- _Text passage_:
-----

Chugging Down the Mekong Delta
Today is our last day in Vietnam. We spend the day on the muddy waters of the Mekong Delta.
We arrive at My Tho, a market town on the north bank of the Mekong River’s northernmost strand, the Tien Giang, or Upper River. According to history, after the collapse of the Ming dynasty, Chinese immigrants fled Formosa (Taiwan) and established this town along with the Vietnamese who were keen to make inroads into this Khmer dominated region. Two centuries later the French, taken up by the district’s abundant rice and fruit crops, rated it highly enough to post a garrison here and to lay a (now-defunct) rail line to Saigon. During the American War, the US also had a consistent military presence in town. Today My Tho’s commercial importance is a busy market town.
The small pier is chockfull with cargo boats, sampans and wooden barges, all painted in vivid colours and all sporting feline eyes painted on their prows. We board an open-sided barge that chugs across this wide, choppy river to Ben Tre, or as the Vietnamese call it the ‘coconut island’.
Ben Tre is a laid back province with hardly any outward activity although once upon a time it was a breeding ground for revolutionaries, first plotting against the French, and later against the Americans, and was one of the areas seized by the Viet Cong during the Tet Offensive of 1968.
The Ben Tre area is famous for its keo dua (coconut candy). Our tour of the island takes us through small factories where these sweets are being boiled in large cauldrons, rolled, shaped and sliced before being packed for sale. I love coconut and soon my fingers are sticky from this delicious gooey sweet. An ice cream made with coconut tops our tour for the day.
From here, we board a sampan and glide effortlessly through an undergrowth of mangroves, fanned on either side by coconut palms, very much like what we would find in our wetlands. The silence and gentleness of this ride gives me a chance to reflect on the past five days and the hospitality and warmth I have felt in this amazing country. I have loved every minute of this journey and Vietnam has been good to me.
We get off and eat a delicious lunch at the Song Nuoc restaurant. An Elephant’s Ear Fish (Osphronemus Exodon), a specialty in the Mekong Delta is served. This whole fish is crisp-fried, with its scales and teeth still attached and delicately presented with a flower in its mouth. Our host shows us how to pick off the sweet, succulent and soft flesh, which we place on wafer thin rice pancakes, along with mint, cilantro and basil and noodles and cucumber. We roll it tightly into a spring roll, dip it in delicious nuoc cham fish sauce and eat to our heart’s content.
Back in Saigon, we end up at the Hard Rock Café. Needless to say, this place rocks as a local band belts out some great music to an enthusiastic crowd. A great night out as we prepare to say goodbye to Vietnam.

-----

- _Data excerpts_:
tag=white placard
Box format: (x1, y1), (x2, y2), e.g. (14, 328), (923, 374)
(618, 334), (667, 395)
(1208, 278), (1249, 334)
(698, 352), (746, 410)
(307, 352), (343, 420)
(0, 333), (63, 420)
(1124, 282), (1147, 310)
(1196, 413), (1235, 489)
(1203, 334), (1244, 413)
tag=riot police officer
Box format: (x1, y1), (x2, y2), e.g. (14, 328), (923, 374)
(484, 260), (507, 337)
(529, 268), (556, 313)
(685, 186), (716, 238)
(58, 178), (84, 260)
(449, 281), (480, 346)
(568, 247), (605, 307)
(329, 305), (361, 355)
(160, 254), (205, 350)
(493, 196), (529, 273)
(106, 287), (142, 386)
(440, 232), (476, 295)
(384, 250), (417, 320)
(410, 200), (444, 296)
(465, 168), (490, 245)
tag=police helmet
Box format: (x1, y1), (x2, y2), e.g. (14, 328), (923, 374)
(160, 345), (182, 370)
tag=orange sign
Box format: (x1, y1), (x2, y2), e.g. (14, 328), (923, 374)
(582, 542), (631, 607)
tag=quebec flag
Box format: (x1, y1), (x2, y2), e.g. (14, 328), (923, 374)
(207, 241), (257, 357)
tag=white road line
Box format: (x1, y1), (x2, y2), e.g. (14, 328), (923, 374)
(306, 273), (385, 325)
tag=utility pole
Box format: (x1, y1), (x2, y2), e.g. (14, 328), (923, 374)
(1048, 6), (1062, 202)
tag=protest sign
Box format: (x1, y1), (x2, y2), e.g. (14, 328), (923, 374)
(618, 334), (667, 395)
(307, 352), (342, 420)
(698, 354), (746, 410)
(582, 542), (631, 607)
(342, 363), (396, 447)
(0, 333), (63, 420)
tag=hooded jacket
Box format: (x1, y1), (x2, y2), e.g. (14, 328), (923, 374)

-----

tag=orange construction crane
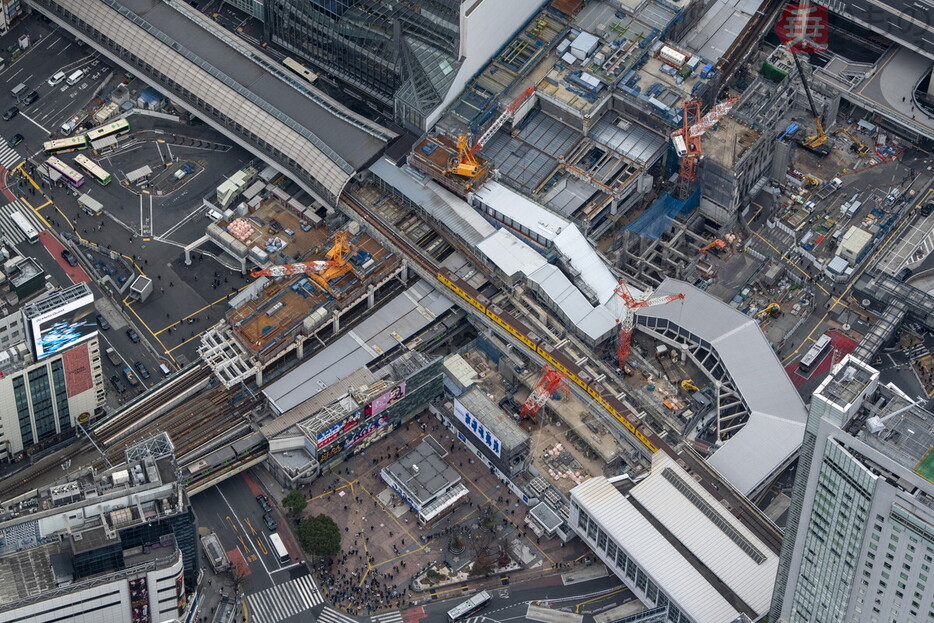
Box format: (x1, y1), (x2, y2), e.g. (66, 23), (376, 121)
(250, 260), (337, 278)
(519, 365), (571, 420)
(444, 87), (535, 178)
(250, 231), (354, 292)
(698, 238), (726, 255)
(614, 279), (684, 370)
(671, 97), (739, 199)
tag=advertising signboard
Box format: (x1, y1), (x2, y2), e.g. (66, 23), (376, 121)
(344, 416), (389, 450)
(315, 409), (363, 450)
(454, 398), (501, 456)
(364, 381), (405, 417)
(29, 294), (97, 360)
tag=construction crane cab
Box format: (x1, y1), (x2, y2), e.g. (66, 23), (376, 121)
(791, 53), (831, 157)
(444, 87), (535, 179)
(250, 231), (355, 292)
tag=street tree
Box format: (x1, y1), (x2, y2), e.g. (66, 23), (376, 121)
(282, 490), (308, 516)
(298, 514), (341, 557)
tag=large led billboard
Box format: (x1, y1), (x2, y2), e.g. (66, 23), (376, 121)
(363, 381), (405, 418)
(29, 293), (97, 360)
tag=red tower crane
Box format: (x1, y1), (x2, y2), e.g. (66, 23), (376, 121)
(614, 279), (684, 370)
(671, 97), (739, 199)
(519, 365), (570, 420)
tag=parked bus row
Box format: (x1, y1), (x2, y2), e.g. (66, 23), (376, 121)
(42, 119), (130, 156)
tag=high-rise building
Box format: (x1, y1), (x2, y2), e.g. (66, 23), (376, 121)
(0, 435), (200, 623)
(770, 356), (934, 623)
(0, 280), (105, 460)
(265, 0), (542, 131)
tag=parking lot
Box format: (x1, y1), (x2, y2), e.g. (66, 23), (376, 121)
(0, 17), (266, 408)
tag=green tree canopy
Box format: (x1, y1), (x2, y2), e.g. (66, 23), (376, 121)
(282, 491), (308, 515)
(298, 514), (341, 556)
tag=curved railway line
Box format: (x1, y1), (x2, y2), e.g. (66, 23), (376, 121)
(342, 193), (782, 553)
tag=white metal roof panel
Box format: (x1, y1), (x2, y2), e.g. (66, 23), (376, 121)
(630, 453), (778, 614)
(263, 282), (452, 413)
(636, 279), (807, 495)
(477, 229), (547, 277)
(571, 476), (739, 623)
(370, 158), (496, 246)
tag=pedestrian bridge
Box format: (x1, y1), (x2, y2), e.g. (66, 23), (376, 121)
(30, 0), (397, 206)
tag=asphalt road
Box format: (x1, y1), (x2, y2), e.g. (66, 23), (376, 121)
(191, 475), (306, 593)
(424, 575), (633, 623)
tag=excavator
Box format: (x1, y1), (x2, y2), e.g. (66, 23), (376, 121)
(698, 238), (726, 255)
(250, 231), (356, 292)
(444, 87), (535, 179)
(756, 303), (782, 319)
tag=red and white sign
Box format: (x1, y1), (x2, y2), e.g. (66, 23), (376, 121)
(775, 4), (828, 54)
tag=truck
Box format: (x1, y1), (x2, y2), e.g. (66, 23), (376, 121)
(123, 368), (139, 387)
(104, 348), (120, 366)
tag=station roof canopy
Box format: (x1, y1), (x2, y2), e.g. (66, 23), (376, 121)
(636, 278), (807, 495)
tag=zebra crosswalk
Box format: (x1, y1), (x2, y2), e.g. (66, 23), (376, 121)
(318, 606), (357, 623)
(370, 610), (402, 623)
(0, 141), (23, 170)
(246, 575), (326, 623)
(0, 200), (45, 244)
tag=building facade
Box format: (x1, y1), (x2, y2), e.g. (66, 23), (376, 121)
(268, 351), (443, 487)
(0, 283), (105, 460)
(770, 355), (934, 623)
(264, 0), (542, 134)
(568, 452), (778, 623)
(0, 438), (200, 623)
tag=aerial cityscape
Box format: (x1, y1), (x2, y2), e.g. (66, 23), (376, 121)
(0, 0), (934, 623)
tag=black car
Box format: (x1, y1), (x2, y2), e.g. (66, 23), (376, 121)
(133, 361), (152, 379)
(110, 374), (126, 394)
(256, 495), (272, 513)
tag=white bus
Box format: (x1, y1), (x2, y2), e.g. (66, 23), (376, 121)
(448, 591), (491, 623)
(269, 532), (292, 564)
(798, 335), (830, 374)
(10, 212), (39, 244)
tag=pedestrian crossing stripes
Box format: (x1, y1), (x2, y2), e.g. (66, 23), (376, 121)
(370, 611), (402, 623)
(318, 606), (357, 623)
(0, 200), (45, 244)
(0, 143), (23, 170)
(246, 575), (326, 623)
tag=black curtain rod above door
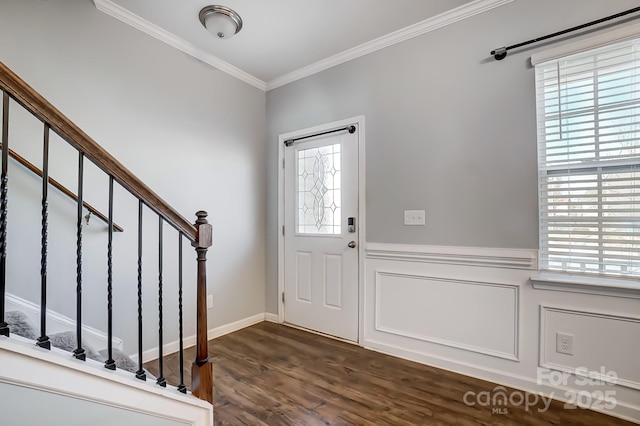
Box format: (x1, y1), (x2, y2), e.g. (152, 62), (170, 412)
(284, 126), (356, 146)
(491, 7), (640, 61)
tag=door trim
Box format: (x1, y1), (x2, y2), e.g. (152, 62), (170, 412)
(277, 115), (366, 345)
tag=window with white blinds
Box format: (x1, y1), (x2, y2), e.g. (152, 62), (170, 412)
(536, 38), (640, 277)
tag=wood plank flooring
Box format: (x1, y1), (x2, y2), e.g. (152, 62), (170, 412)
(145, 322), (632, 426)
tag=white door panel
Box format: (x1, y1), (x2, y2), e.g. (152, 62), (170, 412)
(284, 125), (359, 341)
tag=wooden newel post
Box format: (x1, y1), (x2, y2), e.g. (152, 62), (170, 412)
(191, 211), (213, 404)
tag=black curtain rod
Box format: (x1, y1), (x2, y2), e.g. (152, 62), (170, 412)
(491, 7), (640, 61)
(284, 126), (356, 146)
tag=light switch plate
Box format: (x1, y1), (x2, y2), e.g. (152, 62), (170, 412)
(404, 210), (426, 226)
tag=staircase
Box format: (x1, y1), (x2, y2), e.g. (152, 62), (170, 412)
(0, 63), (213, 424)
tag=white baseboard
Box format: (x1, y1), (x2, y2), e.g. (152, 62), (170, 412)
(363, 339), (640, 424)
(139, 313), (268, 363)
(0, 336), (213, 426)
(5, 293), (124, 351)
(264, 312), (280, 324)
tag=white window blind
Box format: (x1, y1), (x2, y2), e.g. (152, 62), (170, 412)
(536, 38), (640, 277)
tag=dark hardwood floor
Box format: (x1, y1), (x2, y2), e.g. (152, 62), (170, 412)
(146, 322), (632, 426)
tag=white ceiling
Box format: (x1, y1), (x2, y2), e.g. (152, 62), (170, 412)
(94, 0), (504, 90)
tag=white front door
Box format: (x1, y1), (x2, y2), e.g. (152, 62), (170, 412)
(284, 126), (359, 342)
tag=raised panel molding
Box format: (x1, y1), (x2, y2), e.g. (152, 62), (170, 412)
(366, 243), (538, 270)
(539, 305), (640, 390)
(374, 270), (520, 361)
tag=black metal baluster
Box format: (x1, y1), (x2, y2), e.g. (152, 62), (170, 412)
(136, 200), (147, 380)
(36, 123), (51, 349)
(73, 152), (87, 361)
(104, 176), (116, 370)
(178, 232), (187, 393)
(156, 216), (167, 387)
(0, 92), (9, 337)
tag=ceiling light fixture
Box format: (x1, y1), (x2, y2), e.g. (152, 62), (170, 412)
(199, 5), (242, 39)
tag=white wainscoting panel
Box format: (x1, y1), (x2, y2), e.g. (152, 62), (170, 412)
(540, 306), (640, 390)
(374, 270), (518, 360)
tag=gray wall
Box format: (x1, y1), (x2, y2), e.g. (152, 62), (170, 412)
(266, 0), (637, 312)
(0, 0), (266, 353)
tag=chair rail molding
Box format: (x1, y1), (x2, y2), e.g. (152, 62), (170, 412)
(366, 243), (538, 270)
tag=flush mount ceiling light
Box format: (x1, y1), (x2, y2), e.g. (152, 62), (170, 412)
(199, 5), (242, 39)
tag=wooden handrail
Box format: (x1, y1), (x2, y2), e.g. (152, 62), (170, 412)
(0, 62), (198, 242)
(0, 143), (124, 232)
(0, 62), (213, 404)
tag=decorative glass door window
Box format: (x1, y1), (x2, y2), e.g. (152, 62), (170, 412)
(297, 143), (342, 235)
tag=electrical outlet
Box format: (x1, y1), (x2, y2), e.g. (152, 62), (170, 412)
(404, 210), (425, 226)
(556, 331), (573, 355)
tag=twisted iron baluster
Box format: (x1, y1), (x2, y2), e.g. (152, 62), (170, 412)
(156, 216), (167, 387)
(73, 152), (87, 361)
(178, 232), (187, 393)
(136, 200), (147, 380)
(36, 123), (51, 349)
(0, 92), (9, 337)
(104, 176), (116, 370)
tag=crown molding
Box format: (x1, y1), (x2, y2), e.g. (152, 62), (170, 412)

-----

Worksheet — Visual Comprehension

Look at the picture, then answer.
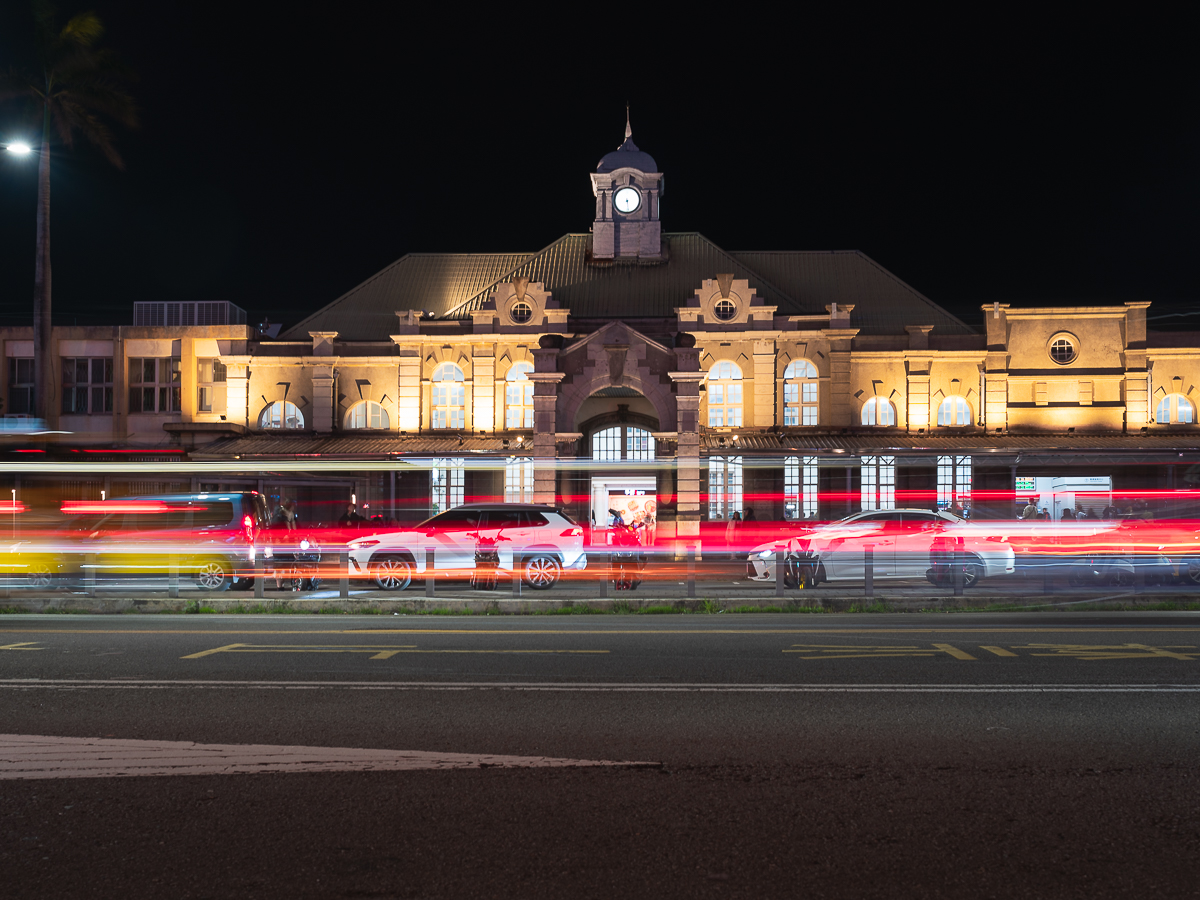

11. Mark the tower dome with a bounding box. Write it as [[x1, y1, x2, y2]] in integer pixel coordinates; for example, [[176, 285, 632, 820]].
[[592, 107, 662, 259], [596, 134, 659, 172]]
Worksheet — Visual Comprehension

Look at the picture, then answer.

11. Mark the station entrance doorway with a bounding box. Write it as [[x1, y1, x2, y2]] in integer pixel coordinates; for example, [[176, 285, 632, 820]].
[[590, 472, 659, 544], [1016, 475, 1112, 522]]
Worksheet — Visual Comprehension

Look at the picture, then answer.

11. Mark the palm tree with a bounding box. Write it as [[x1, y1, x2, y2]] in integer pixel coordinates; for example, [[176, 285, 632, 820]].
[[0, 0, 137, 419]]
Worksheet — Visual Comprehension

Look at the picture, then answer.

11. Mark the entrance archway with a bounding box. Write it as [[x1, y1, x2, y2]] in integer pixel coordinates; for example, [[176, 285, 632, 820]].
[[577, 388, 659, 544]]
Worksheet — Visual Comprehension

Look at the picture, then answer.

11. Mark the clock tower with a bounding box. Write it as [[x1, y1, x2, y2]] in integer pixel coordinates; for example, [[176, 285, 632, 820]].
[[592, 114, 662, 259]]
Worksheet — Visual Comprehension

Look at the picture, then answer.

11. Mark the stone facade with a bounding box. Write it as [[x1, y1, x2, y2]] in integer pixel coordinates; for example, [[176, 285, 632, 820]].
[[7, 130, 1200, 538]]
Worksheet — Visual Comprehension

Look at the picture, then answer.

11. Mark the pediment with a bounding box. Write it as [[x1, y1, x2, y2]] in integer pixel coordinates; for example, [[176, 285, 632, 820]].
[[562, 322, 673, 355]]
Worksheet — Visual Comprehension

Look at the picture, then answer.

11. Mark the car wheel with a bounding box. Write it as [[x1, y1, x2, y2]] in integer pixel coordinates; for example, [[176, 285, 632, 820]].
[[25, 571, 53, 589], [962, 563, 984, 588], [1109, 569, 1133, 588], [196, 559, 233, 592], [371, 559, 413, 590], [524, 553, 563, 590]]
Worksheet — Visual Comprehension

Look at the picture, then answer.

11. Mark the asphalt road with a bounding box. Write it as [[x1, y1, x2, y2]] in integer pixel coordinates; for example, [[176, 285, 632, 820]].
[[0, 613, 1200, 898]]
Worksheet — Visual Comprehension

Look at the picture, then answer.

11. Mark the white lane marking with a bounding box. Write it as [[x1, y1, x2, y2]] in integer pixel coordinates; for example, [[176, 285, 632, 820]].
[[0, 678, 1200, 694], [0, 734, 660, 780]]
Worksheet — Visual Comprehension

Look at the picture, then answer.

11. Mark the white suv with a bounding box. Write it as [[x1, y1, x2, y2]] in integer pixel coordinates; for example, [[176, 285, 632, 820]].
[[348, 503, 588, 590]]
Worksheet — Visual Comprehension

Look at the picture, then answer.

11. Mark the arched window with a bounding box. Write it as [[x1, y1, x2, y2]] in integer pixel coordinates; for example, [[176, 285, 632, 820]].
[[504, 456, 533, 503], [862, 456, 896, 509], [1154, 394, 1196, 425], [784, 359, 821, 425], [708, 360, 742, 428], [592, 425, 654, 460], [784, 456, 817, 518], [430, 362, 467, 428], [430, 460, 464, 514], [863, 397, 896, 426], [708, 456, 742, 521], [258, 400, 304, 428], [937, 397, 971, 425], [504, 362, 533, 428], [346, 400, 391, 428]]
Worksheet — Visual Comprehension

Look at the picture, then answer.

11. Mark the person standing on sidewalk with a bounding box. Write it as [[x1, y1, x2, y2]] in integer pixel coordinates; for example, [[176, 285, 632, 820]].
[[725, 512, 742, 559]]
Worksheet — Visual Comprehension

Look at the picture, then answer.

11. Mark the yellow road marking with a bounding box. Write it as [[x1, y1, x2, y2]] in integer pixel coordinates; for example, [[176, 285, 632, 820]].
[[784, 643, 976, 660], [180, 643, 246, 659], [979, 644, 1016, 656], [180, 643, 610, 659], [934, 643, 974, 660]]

-----

- _Directions_: Decide whether each statement agrees with the Mekong Delta text, answering yes or no and quoting the words that decide it: (a) the rail line the French laid from My Tho to Saigon is still in use; (b) Ben Tre was seized by the Viet Cong during the Tet Offensive of 1968; (c) the Elephant's Ear Fish is served with its scales removed.

- _Answer to this task_:
(a) No: "a (now-defunct) rail line to Saigon"
(b) Yes: "was one of the areas seized by the Viet Cong during the Tet Offensive of 1968"
(c) No: "with its scales and teeth still attached"